- [WHAT IS ASKED] Pictures in the data below are not part of the copy; transcribe everything else exactly.

## START DATA RECORDS

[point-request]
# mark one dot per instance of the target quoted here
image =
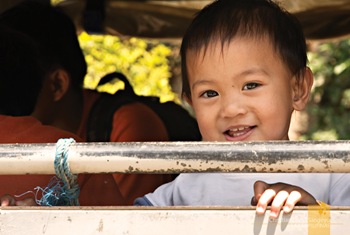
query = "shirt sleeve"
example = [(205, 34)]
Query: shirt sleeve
[(137, 122)]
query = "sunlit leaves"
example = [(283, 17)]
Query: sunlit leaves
[(145, 63)]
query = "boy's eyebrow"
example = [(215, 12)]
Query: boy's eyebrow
[(244, 73), (250, 71), (200, 82)]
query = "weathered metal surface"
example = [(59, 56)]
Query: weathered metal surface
[(170, 157), (170, 221)]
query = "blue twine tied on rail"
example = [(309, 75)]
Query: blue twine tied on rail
[(63, 189)]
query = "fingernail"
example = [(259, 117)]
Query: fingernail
[(287, 209), (273, 215), (260, 210)]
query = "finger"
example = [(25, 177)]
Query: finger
[(259, 189), (277, 203), (264, 200), (292, 200), (26, 202), (7, 200)]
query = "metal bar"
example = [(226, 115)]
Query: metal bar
[(173, 157), (171, 221)]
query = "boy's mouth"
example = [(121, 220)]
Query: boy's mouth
[(238, 131)]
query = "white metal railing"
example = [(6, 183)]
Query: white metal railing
[(176, 157)]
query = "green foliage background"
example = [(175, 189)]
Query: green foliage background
[(329, 116), (144, 62)]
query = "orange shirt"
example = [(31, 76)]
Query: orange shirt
[(132, 122), (95, 189)]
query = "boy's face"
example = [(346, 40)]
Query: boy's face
[(241, 92)]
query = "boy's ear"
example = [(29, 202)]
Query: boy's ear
[(302, 90), (60, 82)]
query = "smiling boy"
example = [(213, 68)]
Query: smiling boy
[(244, 73)]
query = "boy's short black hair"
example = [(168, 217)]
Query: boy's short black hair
[(55, 31), (223, 20), (22, 73)]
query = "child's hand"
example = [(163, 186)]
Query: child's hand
[(279, 195), (8, 200)]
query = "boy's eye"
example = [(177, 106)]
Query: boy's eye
[(251, 85), (208, 94)]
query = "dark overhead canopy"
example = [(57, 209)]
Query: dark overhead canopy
[(321, 19)]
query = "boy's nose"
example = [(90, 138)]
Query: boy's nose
[(232, 107)]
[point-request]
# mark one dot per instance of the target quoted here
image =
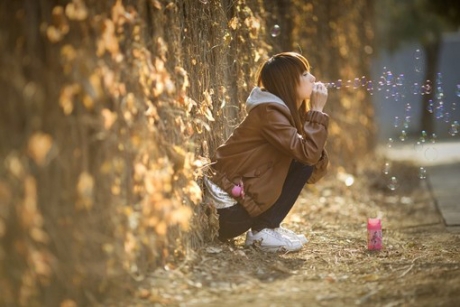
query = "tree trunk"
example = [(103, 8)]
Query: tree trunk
[(432, 58)]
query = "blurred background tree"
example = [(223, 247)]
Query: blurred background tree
[(422, 21), (110, 111)]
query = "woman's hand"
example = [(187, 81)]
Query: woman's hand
[(318, 97)]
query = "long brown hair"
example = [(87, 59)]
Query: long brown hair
[(280, 75)]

## END DATA RECORDS

- [ANSWER FOR THIS EXERCISE]
[point-request]
# mark one dot per instance of the target quoted here
image =
query = "shirt sleeve"
example = [(205, 34)]
Query: shirt sleeve
[(137, 122)]
query = "sunlit leaves"
example = [(283, 17)]
Query: sunlit leaves
[(145, 63)]
query = "boy's eyebrow"
example = [(215, 12)]
Query: boy's eyebrow
[(244, 73), (250, 71), (200, 82)]
query = "weathered metal surface"
example = [(59, 56)]
Query: weathered metal surface
[(170, 157), (170, 221)]
query = "blue twine tied on rail"
example = [(309, 75)]
Query: blue twine tied on rail
[(63, 189)]
query = "fingernail"
example = [(259, 117)]
Query: fingernail
[(287, 209), (273, 215), (260, 210)]
query = "finger"
example = [(25, 177)]
Query: finger
[(259, 189), (277, 203), (264, 200), (292, 200), (26, 202), (7, 200)]
query = "metal bar"
example = [(226, 115)]
Query: metal bar
[(173, 157), (171, 221)]
query = "boy's mouth"
example = [(121, 220)]
Query: boy's mouth
[(238, 131)]
query = "white metal railing"
example = [(6, 183)]
Query: white metal railing
[(176, 157)]
query = "green foliage background"
example = [(175, 189)]
Query: green foliage background
[(329, 116), (144, 62)]
query = "orange shirt"
example = [(31, 76)]
Query: orange shirt
[(132, 122), (95, 189)]
query = "boy's face"
example = [(346, 40)]
Query: boy's face
[(241, 92)]
query = "boy's ear"
example = [(29, 202)]
Query: boy's ear
[(302, 90), (60, 82)]
query = "smiling boy"
example = [(213, 68)]
Query: smiling boy
[(244, 73)]
query = "boy's short black hair"
example = [(168, 217)]
Query: boy's short black hair
[(55, 31), (223, 20), (22, 73)]
query = "child's hand"
example = [(163, 186)]
Query: child's hand
[(279, 195), (8, 200)]
query = "boy's eye"
example = [(177, 106)]
Query: boy's eye
[(251, 85), (208, 94)]
query = "dark overhead canopy"
example = [(57, 209)]
Query: dark overhead canopy
[(321, 19)]
query = "boy's nose"
example = [(90, 138)]
Query: boy's nose
[(232, 107)]
[point-request]
# mark one dot per instance of the target quoted here
image =
query = "tree trunk"
example = [(103, 8)]
Query: tree trunk
[(432, 58)]
query = "blurred background tree"
example = [(223, 247)]
Query: blurred background tree
[(422, 21), (110, 111)]
query = "woman's hand"
example = [(187, 81)]
Query: woman's hand
[(318, 97)]
query = "long brown hair"
example = [(87, 59)]
Query: long brown hair
[(280, 75)]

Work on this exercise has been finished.